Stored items
== == ==
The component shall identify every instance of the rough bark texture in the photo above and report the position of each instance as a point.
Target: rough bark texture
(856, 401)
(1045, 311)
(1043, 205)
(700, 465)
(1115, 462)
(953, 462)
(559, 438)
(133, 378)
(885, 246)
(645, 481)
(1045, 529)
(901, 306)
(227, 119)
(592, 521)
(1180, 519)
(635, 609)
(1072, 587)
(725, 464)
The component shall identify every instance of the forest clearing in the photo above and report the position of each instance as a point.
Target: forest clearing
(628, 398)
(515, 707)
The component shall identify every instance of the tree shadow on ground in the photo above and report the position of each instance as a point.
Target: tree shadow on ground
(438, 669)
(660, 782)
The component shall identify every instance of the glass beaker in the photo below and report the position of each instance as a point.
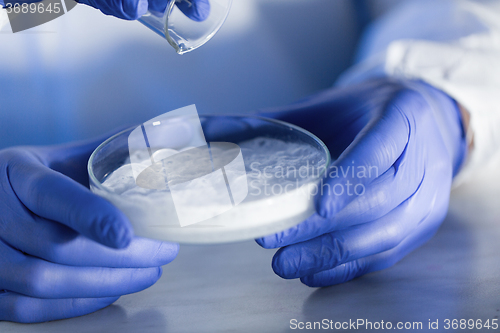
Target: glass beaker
(183, 33)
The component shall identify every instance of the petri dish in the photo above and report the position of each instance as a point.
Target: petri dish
(282, 168)
(184, 33)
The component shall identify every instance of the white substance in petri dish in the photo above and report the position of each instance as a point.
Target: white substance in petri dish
(280, 176)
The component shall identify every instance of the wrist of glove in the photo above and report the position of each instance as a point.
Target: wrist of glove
(397, 147)
(64, 251)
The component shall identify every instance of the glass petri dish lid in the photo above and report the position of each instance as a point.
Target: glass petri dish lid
(282, 168)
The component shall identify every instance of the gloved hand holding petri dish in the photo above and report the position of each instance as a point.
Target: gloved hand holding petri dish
(210, 179)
== == ==
Aim -> Copy out all of the material exactly as written, without its pictures.

Exercise solution ->
The component shall identify every instance of the rough bark texture in the photo above and report the position of each instance as a point.
Target: rough bark texture
(856, 401)
(1045, 311)
(1043, 205)
(700, 465)
(1115, 462)
(953, 462)
(559, 438)
(133, 378)
(885, 246)
(645, 481)
(1045, 529)
(901, 306)
(227, 119)
(592, 521)
(1180, 519)
(635, 609)
(1072, 587)
(725, 464)
The component shall identify every instance of the forest clearing in the photo above and report the position of each instance as a point.
Target: forest clearing
(628, 398)
(515, 707)
The component shall identify every instance of the tree shadow on ground in the photo above and report the position of each instance as a point.
Target: tree shadow on ground
(438, 669)
(660, 782)
The component shall identify every instance of the glass beaker in the photo below and report the position of each instance as a point.
Target: glass beaker
(183, 33)
The component shall identify every instance of the petri dish in the photo above and report the position of each instance as a point.
Target: petri dish
(282, 168)
(184, 33)
The component shall identify every instance of the white substance in petri dish in the photo above and report the position of each instance as a point.
Target: white substance in petri dish
(280, 176)
The component shall identify every instance of the wrist of glove in the photo above and report the position of each instance as a point.
Target: wrist of glove
(397, 147)
(64, 251)
The component shall identify every instance of the glass petri dish lid in the photo above and report the position of each instance as a point.
Target: glass petri dish lid
(282, 168)
The component shall identify every instance of the gloved hand holding petri dish in the photo above and report the position of each instance as a point.
Target: gloved hand holding petri dish
(210, 179)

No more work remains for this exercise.